- Required task: In the rows below, substitute "mark" for every occurrence of "tag" and reproduce them with all other wording unchanged.

- Available data:
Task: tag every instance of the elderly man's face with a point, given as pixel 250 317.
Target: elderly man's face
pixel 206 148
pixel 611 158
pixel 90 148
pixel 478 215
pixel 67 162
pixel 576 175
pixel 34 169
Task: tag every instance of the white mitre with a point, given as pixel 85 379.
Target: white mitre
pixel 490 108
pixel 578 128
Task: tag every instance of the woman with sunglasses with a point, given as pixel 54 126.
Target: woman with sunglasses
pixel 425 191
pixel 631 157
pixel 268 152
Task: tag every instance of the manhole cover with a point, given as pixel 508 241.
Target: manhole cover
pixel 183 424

- The completed task:
Task: mark every instance of the elderly man's face with a point, given as pixel 250 317.
Target: elderly man's face
pixel 206 148
pixel 611 158
pixel 90 148
pixel 478 215
pixel 67 162
pixel 576 175
pixel 34 169
Task: mark every instance of the white mitre with a point, given as pixel 85 379.
Target: white mitre
pixel 490 108
pixel 578 128
Task: mark every instance of the woman with sunglasses with a point, given as pixel 54 126.
Target: woman with sunglasses
pixel 425 191
pixel 631 157
pixel 268 152
Task: mark every instance of the manhole cover with a point, given as pixel 508 241.
Target: manhole cover
pixel 183 424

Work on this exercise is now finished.